# PROBLEMS TO SOLVE
A – In the passage on Icarus, why do the implausibilities and inconsistencies in Greek myths add to their authenticity? Answer in one to three sentences.
B – Answer these questions from the passage on Icarus, one per line:
(i) In which gallery does Herbert Draper's painting hang?
(ii) Which figure did Hendrik Goltzius liken Icarus to?
(iii) Which places lie along the route from Crete that Daedalus and Icarus could have followed?
C – Write out the passage on Icarus from "Like most Greek" up to and including "of 2,500 years.".

# SELECTED PASSAGE
################

Like most Greek myths, the story of Daedalus and Icarus is slightly disturbing, as though there is a darker and very different truth just out of reach — the implausibilities and inconsistencies somehow add authenticity; made-up stories don’t usually have so many loose ends — and it has been potent enough to interest poets and artists for the best part of 2,500 years.
In Herbert Draper’s late-Victorian painting in the Tate Britain, he is a drowned Shelley surrounded by water nymphs like North Oxford bluestockings but with fewer clothes. But most artists are more critical. The 16th-century Dutch engraver Hendrik Goltzius saw him as a fallen angel like Lucifer, a serious transgressor against the laws of the gods. In the Breughel painting in the Musée des Beaux Arts in Brussels, his fate is almost as bad — he has become yesterday’s news even before he hits the water, like an evicted Big Brother contestant, almost an incidental detail in the painting. “The ploughman may/ Have heard the splash, the forsaken cry/ But for him it was not an important failure,” wrote WH Auden. “And the expensive delicate ship that must have seen/ Something amazing, a boy falling out of the sky/ had somewhere to get to and sailed calmly on”.
You should ignore suggestions that there is no real connection between the myth and the island of Icaria, or at least until you get home — Icarus is the local hero; the islanders are very possessive about him. And Daedalus and Icarus could easily have come this way, following the roundabout route of early sailors who stayed close to land, proceeding in a series of short hops from Crete to Karpathos, the Dodecanese, Icaria and the Cyclades.

################

# ENTRIES PROVIDED
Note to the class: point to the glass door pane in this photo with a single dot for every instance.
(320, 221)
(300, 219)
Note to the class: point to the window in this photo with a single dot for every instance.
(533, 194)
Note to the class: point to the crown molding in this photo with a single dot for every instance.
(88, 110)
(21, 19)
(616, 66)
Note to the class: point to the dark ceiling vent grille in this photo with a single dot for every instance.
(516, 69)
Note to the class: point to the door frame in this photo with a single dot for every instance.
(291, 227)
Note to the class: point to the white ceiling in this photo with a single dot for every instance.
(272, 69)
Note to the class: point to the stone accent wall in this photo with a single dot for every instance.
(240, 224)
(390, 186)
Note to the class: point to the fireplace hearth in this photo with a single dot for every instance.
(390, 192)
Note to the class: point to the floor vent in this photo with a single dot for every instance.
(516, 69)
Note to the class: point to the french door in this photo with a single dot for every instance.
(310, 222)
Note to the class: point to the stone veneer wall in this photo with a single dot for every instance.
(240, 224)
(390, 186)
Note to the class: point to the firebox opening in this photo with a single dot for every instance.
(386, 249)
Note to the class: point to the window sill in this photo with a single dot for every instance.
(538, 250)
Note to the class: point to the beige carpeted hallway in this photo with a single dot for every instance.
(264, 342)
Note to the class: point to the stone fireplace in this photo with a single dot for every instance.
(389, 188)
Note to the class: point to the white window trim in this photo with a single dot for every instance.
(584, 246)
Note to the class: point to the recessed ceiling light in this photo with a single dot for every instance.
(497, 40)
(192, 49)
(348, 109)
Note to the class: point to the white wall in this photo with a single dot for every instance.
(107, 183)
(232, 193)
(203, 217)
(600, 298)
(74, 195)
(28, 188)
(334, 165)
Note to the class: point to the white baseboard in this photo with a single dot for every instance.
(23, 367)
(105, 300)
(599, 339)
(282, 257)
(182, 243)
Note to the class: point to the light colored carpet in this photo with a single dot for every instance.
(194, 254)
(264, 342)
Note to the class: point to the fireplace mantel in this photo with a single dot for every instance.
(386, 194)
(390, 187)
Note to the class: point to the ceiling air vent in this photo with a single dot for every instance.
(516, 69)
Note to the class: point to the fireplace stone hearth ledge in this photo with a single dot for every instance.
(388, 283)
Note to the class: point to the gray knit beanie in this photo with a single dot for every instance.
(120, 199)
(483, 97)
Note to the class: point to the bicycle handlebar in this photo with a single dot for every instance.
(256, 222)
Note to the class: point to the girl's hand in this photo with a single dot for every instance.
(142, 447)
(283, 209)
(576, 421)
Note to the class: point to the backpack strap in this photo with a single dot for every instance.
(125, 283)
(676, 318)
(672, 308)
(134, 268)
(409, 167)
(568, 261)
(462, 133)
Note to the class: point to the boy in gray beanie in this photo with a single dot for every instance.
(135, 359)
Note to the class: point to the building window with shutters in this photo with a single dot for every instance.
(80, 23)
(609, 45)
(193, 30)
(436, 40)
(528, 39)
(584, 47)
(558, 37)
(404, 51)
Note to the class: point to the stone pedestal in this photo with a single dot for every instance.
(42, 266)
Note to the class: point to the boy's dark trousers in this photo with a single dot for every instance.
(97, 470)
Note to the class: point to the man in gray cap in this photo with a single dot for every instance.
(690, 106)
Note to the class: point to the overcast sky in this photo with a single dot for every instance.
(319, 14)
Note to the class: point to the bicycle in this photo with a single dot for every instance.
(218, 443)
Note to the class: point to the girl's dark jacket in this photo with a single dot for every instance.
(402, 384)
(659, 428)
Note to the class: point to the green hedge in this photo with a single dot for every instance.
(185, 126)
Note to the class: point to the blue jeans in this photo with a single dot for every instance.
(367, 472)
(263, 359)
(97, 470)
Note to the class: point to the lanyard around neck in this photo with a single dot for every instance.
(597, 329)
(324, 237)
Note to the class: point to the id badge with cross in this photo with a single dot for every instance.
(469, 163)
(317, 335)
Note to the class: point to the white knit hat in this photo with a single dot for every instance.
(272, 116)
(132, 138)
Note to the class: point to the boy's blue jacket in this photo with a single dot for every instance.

################

# SOLUTIONS TO EACH TASK
A – They add authenticity because made-up stories don't usually have so many loose ends.

B –
(i) The Tate Britain.
(ii) Lucifer, a fallen angel.
(iii) Karpathos, the Dodecanese, Icaria and the Cyclades.

C –
Like most Greek myths, the story of Daedalus and Icarus is slightly disturbing, as though there is a darker and very different truth just out of reach — the implausibilities and inconsistencies somehow add authenticity; made-up stories don’t usually have so many loose ends — and it has been potent enough to interest poets and artists for the best part of 2,500 years.